-- start --
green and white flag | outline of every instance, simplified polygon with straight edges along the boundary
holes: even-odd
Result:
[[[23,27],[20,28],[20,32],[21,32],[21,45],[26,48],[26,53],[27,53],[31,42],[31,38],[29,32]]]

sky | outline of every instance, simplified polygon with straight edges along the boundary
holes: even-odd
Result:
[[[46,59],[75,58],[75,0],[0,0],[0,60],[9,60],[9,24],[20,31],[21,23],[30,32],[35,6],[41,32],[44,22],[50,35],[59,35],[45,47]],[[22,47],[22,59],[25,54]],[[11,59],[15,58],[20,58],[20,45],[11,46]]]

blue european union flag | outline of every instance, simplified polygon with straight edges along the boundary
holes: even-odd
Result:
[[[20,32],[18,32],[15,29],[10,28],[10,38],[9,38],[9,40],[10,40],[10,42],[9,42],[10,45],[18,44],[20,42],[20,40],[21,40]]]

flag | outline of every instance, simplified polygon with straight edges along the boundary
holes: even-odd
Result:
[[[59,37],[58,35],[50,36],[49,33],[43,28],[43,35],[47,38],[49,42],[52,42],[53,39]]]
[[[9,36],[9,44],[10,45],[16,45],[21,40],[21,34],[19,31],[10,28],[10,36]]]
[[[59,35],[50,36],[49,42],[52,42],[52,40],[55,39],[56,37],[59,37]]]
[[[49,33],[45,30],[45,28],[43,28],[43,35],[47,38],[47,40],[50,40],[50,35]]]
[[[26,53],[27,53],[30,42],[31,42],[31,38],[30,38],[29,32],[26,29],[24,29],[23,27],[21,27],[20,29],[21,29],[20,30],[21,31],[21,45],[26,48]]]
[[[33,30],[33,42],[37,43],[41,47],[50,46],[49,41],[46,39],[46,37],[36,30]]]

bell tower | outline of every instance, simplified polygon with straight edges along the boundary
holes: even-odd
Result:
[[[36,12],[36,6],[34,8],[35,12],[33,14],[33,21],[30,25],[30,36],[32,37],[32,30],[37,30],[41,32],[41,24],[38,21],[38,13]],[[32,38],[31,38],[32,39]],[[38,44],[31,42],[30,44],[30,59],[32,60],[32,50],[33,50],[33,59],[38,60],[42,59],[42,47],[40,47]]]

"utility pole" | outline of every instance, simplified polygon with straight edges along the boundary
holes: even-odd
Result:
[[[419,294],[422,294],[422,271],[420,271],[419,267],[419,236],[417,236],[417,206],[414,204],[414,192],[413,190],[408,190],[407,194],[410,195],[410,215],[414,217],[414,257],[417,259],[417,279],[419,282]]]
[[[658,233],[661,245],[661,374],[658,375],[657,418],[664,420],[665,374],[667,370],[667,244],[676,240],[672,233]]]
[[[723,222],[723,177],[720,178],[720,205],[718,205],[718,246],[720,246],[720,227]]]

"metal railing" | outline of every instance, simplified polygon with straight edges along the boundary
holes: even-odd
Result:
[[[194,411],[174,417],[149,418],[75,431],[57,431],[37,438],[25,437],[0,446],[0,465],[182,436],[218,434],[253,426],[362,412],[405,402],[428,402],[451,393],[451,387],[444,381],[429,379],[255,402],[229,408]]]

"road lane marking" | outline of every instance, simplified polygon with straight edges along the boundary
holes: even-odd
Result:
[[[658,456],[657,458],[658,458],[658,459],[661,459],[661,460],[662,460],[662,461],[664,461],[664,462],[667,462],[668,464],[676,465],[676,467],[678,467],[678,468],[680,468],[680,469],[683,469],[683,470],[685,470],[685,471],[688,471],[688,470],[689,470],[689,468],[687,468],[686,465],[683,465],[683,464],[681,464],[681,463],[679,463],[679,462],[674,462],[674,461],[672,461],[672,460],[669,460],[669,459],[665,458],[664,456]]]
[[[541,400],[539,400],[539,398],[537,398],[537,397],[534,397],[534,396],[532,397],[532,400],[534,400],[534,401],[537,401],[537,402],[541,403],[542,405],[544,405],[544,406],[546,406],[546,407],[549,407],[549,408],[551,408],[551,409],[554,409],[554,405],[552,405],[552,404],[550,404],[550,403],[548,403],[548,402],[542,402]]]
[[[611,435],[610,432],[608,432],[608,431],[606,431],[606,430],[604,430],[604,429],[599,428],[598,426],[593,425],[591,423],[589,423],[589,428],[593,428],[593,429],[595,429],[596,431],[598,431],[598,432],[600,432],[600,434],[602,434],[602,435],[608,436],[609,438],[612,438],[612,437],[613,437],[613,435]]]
-- end --
# What you need to do
Print all of the data exactly as it was given.

# Exercise solution
green and white flag | outline of every instance, simplified polygon with straight edges along the boundary
holes: even-odd
Result:
[[[23,27],[20,28],[20,32],[21,32],[21,45],[26,48],[26,53],[27,53],[31,42],[31,38],[29,32]]]

sky | outline of every instance, simplified polygon with straight edges along the boundary
holes: even-odd
Result:
[[[46,59],[75,58],[75,0],[0,0],[0,60],[9,60],[9,24],[20,31],[21,23],[30,32],[35,6],[41,32],[44,22],[50,35],[59,35],[45,47]],[[22,47],[22,59],[25,54]],[[11,59],[15,58],[20,58],[20,45],[11,46]]]

blue european union flag | outline of every instance, simplified polygon with straight edges along the boundary
holes: even-odd
Result:
[[[20,32],[18,32],[15,29],[10,28],[10,38],[9,38],[9,40],[10,40],[10,42],[9,42],[10,45],[18,44],[20,42],[20,40],[21,40]]]

flag | outline of every instance, simplified polygon with straight edges along the boundary
holes: even-odd
Result:
[[[59,37],[58,35],[50,36],[49,33],[43,28],[43,35],[47,38],[49,42],[52,42],[53,39]]]
[[[9,36],[9,44],[10,45],[16,45],[21,40],[21,34],[19,31],[10,28],[10,36]]]
[[[59,35],[50,36],[49,42],[52,42],[52,40],[55,39],[56,37],[59,37]]]
[[[49,33],[45,30],[45,28],[43,28],[43,35],[47,38],[47,40],[50,40],[50,35]]]
[[[26,53],[27,53],[30,42],[31,42],[31,38],[30,38],[29,32],[26,29],[24,29],[23,27],[21,27],[20,29],[21,29],[20,30],[21,31],[21,45],[26,48]]]
[[[33,30],[33,42],[37,43],[41,47],[50,46],[49,41],[46,39],[46,37],[36,30]]]

bell tower | outline of every instance, simplified polygon with straight edges along the boundary
holes: even-odd
Result:
[[[36,12],[36,6],[34,8],[35,12],[33,14],[33,21],[30,25],[30,36],[32,37],[32,30],[37,30],[41,32],[41,24],[38,21],[38,13]],[[32,38],[31,38],[32,39]],[[38,44],[31,42],[30,44],[30,59],[32,60],[32,50],[33,50],[33,59],[38,60],[42,59],[42,47],[40,47]]]

"utility pole" | outline of every instance, simplified polygon with straight edges along the boundary
holes: even-odd
Result:
[[[419,294],[422,294],[422,271],[420,271],[419,267],[419,236],[417,236],[417,206],[414,204],[414,192],[413,190],[408,190],[407,194],[410,195],[410,215],[414,217],[414,257],[417,259],[417,279],[419,282]]]
[[[658,233],[661,245],[661,374],[658,375],[657,418],[664,420],[665,374],[667,370],[667,244],[676,240],[672,233]]]
[[[723,222],[723,177],[720,178],[720,205],[718,205],[718,246],[720,246],[720,227]]]

"metal railing" | outline of every instance, simplified polygon with straight edges along the boundary
holes: even-odd
Result:
[[[194,411],[174,417],[149,418],[75,431],[57,431],[37,438],[25,437],[0,446],[0,465],[182,436],[218,434],[253,426],[362,412],[405,402],[428,402],[451,393],[451,387],[444,381],[429,379],[255,402],[229,408]]]

"road lane marking" | outline of every instance, simplified polygon with straight edges along the boundary
holes: even-odd
Result:
[[[658,456],[657,458],[658,458],[658,459],[661,459],[661,460],[662,460],[662,461],[664,461],[664,462],[667,462],[668,464],[676,465],[676,467],[678,467],[678,468],[680,468],[680,469],[683,469],[683,470],[685,470],[685,471],[688,471],[688,470],[689,470],[689,468],[687,468],[686,465],[683,465],[683,464],[681,464],[681,463],[679,463],[679,462],[674,462],[674,461],[672,461],[672,460],[669,460],[669,459],[665,458],[664,456]]]
[[[541,400],[539,400],[539,398],[537,398],[537,397],[534,397],[534,396],[532,397],[532,400],[534,400],[534,401],[537,401],[537,402],[541,403],[542,405],[544,405],[544,406],[546,406],[546,407],[549,407],[549,408],[551,408],[551,409],[554,409],[554,405],[552,405],[552,404],[550,404],[550,403],[548,403],[548,402],[542,402]]]
[[[611,435],[610,432],[608,432],[608,431],[606,431],[606,430],[604,430],[604,429],[599,428],[598,426],[593,425],[591,423],[589,423],[589,428],[593,428],[593,429],[595,429],[596,431],[598,431],[598,432],[600,432],[600,434],[602,434],[602,435],[608,436],[609,438],[612,438],[612,437],[613,437],[613,435]]]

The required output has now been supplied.